• Questions:
**A)** Alter the text on Francisco and Jacinta by reproducing everything from "Her father often" down to "such as dancing." with "dancing" replaced by "singing".
**B)** According to the text on Francisco and Jacinta, on what date was Jacinta born?

Both Francisco and Jacinta were children who, with their cousin Lucia, witnessed the Angel of Peace in 1916 and the Blessed Ever Virgin Mary near Fatima, Portugal in 1917. Both were the youngest children of Manuel and Olimpia Marto and grew up in Portugal. Francisco was born on June 11, 1908 and Jacinta on March 11 1910. They both had typical lives in the small Portuguese village and both were illiterate but deeply religious.
For more on the miracle at Fatima, see our article here.
Francisco was always known as a very gentle and kind young man who had a very deep devotion to Our Lady. Once he purchased a bird from a friend (though the story retells it was paid for with a penny - the penny would have been a considerable wealth for such a young, poor child in Portugal at the time) and immediately set it loose after purchasing it so that it could be free. After experiencing the visions and miracles at Fatima, Francisco was often bullied by other children and adults who attempted to get him to recant his story. He began skipping school so that he could pray in front of the Blessed Sacrament. All day he would pray the rosary and kept a rope tied tight around his waist in penance. Saint Francisco once told his father during this time:
“Soon Jesus will come and take me to heaven with Him and then I shall always be able to comfort Him.”
Her father often referred to Jacinta as the sweetest of his nine children and the strongest willed of the nine. Jacinta was deeply moved by the visions of hell she experienced at Fatima. Believing in the need to save sinners through penance, Saint Jacinta began practicing extreme self-mortifications and self-denials of anything that could potentially induce sin such as dancing.

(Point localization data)
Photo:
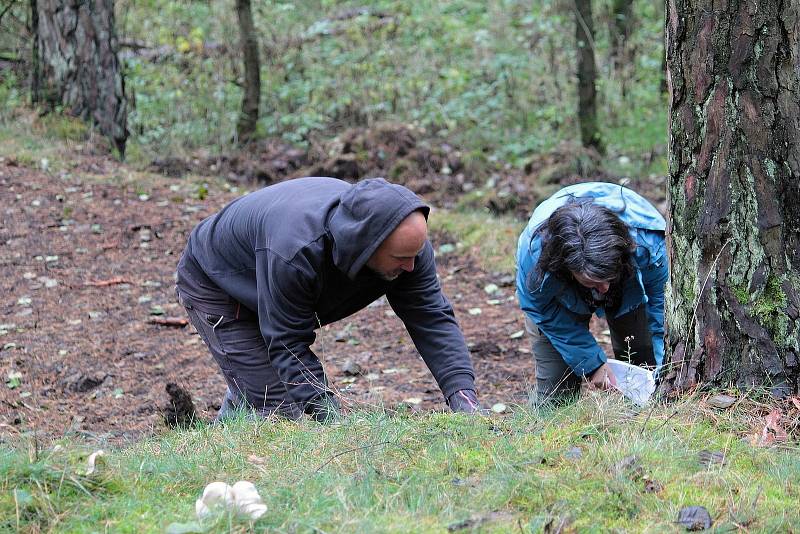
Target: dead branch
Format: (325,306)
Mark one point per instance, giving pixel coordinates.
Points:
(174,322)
==
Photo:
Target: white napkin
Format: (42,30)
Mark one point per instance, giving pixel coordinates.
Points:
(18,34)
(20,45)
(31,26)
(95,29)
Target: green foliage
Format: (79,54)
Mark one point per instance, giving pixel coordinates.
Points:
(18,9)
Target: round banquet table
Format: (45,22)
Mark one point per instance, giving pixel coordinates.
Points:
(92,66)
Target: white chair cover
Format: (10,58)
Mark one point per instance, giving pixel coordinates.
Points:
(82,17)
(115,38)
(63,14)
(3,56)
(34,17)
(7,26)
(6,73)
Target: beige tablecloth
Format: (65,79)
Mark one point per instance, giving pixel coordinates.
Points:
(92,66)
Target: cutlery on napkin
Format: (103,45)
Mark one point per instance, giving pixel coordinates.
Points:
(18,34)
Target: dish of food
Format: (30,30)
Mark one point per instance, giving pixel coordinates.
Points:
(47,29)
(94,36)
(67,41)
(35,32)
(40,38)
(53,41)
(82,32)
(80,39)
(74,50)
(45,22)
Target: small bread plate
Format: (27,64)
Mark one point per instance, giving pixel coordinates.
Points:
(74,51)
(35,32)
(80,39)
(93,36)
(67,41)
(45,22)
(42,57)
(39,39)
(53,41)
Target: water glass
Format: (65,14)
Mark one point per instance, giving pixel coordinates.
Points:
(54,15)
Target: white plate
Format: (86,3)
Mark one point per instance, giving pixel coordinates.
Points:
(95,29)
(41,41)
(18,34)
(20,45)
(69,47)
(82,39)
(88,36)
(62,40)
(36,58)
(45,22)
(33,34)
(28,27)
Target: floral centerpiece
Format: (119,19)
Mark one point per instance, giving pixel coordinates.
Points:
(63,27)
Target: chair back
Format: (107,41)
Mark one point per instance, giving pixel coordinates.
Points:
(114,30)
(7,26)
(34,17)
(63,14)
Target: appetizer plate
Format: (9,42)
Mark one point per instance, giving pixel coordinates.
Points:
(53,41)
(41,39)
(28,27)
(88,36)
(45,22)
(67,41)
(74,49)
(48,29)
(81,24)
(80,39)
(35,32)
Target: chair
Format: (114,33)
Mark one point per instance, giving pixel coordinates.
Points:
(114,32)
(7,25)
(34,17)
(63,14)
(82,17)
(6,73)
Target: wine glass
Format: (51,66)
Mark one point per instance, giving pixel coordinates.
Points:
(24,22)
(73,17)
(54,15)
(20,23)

• Solutions per task:
**A)**
Her father often referred to Jacinta as the sweetest of his nine children and the strongest willed of the nine. Jacinta was deeply moved by the visions of hell she experienced at Fatima. Believing in the need to save sinners through penance, Saint Jacinta began practicing extreme self-mortifications and self-denials of anything that could potentially induce sin such as singing.

**B)** Jacinta was born on March 11, 1910.